> [What the exercise asks] Copy the records from their start through the line that contains "[[716, 227, 750, 240]]", with the requests included. Offset every coordinate in the answers by -46.
## Begin The input
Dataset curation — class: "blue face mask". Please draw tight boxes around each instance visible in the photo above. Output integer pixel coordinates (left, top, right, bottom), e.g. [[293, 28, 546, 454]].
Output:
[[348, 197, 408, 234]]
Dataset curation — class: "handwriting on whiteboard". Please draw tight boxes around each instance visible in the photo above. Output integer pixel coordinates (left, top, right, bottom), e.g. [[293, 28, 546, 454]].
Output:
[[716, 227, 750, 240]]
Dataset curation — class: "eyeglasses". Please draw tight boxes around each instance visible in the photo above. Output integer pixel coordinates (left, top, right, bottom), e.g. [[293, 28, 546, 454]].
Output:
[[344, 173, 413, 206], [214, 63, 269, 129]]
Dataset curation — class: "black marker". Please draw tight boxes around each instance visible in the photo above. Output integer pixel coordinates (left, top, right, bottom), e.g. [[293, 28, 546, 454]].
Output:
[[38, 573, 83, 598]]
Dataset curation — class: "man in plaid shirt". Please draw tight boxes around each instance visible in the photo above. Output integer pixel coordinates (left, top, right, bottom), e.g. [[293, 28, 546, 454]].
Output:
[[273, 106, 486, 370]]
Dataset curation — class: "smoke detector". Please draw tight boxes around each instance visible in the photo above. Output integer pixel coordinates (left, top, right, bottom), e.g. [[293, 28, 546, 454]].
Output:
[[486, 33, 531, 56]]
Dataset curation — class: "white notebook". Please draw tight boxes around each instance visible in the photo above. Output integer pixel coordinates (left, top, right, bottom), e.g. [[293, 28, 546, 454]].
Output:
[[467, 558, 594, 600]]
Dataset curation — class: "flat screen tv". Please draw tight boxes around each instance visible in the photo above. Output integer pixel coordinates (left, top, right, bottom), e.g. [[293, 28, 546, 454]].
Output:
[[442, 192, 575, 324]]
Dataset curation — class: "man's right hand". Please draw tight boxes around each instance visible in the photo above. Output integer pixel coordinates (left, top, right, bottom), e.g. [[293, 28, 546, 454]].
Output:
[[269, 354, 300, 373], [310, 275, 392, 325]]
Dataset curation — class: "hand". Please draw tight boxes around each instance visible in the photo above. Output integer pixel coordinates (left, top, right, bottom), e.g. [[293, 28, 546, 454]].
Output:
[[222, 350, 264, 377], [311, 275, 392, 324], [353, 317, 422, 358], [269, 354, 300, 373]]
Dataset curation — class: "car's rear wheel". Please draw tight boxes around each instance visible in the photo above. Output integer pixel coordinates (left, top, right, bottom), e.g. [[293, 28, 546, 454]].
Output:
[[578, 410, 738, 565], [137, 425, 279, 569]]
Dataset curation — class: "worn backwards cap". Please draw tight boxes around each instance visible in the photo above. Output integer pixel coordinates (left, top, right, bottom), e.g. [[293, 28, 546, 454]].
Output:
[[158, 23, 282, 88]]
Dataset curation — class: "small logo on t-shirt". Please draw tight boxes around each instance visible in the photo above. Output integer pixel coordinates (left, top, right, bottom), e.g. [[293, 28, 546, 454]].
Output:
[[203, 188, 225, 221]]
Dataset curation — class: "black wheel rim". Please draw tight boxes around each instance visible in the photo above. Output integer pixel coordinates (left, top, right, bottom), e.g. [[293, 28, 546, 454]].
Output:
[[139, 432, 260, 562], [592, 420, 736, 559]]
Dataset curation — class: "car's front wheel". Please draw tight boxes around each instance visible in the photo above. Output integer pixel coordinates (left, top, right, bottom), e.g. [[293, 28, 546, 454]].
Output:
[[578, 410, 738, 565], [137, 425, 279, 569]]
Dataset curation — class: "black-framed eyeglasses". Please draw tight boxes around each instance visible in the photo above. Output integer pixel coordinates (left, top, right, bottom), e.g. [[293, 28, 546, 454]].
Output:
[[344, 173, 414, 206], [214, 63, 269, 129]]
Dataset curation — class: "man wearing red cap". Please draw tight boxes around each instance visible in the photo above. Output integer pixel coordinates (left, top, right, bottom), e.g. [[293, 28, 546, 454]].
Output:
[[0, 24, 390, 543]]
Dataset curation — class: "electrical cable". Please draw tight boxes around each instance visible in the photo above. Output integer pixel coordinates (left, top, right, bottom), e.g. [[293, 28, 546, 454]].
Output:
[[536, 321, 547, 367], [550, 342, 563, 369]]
## End The input
> [Result]
Dataset curation — class: "blue face mask". Please draw tight boxes around each instance visible in the photo above. Output integer pixel coordinates (left, top, right, bottom), e.g. [[293, 28, 546, 454]].
Output:
[[302, 151, 362, 188]]
Dataset curation — class: "handwriting on whiteboard". Please draw tight boxes around each instance visible in the photo above. Output integer pixel coordinates (left, top, right, bottom), e.g. [[293, 28, 546, 454]].
Output:
[[670, 181, 704, 194]]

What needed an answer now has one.